I think that development of modern mixed martial arts systems are in part a response to the general state of uneffective martial arts. Many "inheritors" of martial arts systems hold tradition over practical and unbiased application.

I think that ultimately, in order for kung fu to be more commonly utilized in MMA, it will take a successful mixed martial artist who uses kung fu effectively to bring legitimacy to the martial art's application in MMA. However, like Machida's use of karate, it would be a supplement to the mixed martial artist's martial system. The mixed martial artist would use the parts of a particular kung fu system that are beneficial and discard the rest.


----------



## tecnotut

HeavyRob said:


> just to be "that" guy...
> 
> 
> 
> 
> 
> 
> 
> 
> (it was my original style... gotta support it a little)


Love the part where the "master", at 0:33, yells out "[inaudible] mother fucker...come on!" Do the Shoalin monks teach their students to use that language when in that position/pose?

* **DATA EXCERPTS**
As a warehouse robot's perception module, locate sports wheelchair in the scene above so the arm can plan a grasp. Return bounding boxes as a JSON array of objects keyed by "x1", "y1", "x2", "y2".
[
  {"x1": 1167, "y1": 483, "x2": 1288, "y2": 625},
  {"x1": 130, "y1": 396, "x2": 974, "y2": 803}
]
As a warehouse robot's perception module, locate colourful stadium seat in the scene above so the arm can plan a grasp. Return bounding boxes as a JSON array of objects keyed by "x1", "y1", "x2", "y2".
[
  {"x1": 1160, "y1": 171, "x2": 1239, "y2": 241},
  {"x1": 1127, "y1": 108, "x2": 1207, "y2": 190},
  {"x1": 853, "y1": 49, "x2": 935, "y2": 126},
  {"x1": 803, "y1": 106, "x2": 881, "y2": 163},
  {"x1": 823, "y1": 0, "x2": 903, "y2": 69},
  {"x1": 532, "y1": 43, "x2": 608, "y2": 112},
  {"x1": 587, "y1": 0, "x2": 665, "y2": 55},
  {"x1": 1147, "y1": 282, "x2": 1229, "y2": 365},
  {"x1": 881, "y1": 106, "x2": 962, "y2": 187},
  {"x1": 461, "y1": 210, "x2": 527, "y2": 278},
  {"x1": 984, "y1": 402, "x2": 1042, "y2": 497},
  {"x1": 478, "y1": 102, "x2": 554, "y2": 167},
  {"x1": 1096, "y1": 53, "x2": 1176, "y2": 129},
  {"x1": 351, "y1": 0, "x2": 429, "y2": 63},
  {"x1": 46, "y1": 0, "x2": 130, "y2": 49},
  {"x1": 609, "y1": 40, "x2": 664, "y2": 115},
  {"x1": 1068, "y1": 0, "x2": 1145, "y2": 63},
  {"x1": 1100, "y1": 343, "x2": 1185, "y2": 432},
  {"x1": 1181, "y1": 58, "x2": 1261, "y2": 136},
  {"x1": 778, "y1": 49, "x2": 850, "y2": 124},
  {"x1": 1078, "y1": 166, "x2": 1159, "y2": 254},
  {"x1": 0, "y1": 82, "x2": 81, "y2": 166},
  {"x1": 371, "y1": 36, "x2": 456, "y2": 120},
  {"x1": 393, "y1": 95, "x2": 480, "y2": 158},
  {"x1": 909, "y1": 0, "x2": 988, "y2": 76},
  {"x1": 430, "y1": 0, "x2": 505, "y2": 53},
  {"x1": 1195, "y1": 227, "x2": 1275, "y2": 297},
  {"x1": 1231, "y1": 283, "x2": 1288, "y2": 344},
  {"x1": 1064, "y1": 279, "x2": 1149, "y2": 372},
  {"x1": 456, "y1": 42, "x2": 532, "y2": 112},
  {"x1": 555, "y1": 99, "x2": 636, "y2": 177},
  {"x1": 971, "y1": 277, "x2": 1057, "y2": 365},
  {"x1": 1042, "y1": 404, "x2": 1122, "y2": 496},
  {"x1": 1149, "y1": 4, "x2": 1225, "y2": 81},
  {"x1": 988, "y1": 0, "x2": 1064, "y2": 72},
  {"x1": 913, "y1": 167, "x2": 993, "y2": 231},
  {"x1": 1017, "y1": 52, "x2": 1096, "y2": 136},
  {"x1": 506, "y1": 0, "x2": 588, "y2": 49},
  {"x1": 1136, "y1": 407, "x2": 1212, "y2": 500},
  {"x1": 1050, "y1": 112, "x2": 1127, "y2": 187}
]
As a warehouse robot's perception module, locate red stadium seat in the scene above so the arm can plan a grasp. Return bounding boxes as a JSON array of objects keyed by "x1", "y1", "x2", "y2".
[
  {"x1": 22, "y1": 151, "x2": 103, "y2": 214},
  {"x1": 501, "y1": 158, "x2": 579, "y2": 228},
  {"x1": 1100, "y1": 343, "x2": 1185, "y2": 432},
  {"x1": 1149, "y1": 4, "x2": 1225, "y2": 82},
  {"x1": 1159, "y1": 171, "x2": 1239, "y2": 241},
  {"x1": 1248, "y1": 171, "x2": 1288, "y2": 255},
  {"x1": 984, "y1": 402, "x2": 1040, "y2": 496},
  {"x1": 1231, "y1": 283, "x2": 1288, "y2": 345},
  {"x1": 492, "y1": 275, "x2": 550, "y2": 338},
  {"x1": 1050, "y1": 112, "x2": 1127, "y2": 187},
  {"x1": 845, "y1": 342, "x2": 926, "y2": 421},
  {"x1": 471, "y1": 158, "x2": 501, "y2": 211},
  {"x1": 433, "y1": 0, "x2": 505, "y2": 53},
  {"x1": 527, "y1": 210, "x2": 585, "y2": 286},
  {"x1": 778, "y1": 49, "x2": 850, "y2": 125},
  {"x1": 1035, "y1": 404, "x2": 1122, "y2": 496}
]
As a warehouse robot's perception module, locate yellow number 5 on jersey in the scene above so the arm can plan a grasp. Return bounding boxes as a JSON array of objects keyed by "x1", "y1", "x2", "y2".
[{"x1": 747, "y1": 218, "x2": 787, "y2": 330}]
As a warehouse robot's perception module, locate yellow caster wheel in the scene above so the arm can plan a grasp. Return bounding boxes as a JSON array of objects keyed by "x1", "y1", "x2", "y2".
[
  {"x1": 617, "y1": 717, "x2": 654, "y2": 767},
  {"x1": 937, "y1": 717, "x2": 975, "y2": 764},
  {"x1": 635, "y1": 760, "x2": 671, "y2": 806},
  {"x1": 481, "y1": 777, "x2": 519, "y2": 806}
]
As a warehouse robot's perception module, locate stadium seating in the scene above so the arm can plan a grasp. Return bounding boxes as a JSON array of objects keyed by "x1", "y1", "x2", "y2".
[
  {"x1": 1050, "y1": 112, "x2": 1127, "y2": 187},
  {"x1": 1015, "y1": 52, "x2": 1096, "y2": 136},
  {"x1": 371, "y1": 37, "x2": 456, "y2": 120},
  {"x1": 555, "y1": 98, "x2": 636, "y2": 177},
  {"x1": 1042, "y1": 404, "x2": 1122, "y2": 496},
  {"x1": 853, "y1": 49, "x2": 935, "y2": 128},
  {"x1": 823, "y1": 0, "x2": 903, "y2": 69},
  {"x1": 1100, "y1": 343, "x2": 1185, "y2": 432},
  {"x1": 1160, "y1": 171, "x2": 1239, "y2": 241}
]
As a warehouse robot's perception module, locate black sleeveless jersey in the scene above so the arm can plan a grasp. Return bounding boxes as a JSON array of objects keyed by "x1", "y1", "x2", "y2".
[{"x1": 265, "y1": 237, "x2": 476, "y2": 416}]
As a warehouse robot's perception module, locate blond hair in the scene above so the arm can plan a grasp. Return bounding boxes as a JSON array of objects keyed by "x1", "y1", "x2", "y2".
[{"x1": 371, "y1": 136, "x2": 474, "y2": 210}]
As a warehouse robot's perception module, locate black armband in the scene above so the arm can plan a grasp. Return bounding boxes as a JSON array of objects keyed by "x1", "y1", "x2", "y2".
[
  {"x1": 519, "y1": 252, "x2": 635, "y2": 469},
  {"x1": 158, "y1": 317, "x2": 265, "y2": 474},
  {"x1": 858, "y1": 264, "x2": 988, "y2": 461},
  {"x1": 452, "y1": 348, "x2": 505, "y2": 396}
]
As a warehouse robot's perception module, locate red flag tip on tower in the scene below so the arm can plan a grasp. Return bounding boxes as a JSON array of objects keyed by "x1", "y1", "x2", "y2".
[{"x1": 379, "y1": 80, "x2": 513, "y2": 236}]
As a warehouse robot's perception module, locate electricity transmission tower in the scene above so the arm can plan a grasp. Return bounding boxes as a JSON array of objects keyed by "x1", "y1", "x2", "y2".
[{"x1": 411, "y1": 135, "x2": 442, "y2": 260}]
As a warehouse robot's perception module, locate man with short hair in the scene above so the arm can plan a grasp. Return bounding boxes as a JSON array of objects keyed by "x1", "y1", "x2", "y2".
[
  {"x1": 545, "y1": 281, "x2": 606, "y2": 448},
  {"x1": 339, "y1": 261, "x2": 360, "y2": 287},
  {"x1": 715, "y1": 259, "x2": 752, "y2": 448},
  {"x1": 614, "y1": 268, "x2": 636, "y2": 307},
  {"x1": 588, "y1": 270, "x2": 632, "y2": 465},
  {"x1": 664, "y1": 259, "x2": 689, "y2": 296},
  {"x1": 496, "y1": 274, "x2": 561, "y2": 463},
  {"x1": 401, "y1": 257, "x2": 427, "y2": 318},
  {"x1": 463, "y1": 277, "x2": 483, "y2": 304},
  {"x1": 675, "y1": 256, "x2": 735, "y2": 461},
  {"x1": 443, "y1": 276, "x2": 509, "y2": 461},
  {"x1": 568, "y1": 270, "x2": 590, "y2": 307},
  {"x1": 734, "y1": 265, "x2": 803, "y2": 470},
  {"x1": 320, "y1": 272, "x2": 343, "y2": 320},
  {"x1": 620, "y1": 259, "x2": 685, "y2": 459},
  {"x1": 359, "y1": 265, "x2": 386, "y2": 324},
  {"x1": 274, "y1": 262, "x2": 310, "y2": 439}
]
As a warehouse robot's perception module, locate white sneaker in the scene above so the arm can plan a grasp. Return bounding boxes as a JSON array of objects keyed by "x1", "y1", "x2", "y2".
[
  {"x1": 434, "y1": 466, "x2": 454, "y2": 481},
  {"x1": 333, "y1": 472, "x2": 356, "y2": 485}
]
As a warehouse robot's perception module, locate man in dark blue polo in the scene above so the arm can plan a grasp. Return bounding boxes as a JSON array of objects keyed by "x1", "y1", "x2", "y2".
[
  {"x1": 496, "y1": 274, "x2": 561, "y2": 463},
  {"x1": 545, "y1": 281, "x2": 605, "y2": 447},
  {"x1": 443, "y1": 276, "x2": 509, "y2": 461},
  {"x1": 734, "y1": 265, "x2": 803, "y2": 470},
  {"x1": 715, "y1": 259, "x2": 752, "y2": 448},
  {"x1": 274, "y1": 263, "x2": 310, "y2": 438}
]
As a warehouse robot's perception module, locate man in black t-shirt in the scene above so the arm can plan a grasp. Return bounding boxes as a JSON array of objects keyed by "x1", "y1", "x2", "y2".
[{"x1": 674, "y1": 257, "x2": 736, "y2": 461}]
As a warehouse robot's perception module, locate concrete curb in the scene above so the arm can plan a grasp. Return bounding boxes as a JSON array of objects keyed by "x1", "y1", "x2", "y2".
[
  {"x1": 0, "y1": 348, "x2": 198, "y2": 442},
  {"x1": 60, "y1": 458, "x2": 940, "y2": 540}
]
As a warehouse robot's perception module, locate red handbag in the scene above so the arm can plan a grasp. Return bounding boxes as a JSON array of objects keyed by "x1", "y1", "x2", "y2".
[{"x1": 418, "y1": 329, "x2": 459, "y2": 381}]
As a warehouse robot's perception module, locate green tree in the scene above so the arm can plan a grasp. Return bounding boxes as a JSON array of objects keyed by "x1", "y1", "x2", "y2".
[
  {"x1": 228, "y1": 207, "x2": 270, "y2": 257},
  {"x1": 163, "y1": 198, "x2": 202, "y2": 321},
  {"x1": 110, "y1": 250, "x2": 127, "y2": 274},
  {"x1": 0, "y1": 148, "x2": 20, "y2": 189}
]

* **WHAT THE TASK REQUIRES**
Extend the forum discussion about kung fu in mixed martial arts, starting right after its final line.

* **OUTPUT FOR THIS EXERCISE**
----------



## tecnotut

Liddellianenko said:


> True, San Shou is about the only version of Kung Fu that works .. but it borrows heavily from Muay Thai, Boxing and Greco-Roman wrestling (those throws are straight out of Greco, no Kung Fu has anything like that, Wushu included). So it is more MMA than Kung Fu. However, it is indeed an effective and upcoming style that incorporates many aspects of Kung Fu such as the side kick, scissor leg takedowns, kung fu style cut kicks, and short combo punches occasionally. So yeah, if you're looking for an effective and tested version of Kung Fu, San Shou is it, and when mastered it's pretty devastating as well as quite beautiful looking when done well
> 
> http://www.youtube.com/watch?v=3r55mxK2xKc


Dude, that guy is bad!

Mods: Sorry for double post.


----------



## lhbffan

Perhaps a wide stance and long fist throwing isn't the best style for every mma match. But there are many techniques that would be very advantageous in the octagon or other leagues. like iron techniques, cranes beak, phoenix eye, or even leopard fist. With the concepts of JKD to evolve and incorporate into something that works. Things are dismissed because the style is dismissed, but the technique in the style has use for someone with the discipline to learn and master it. I see some tough [email protected]$$ fighters in mma, I do not see any masters.


----------



## swpthleg

DocTran said:


> I haven't read through the entire thread so I apologize if I'm repeating anything other people have already said.
> 
> I'm by no means an expert of any martial art or style but it appears that most people posting in the thread are looking at kung fu in its modern form as a true martial art. I think that any system of combat that has lasted a significant period is a legitimate system but modern kung fu in most of its variations has lost most of its practical application.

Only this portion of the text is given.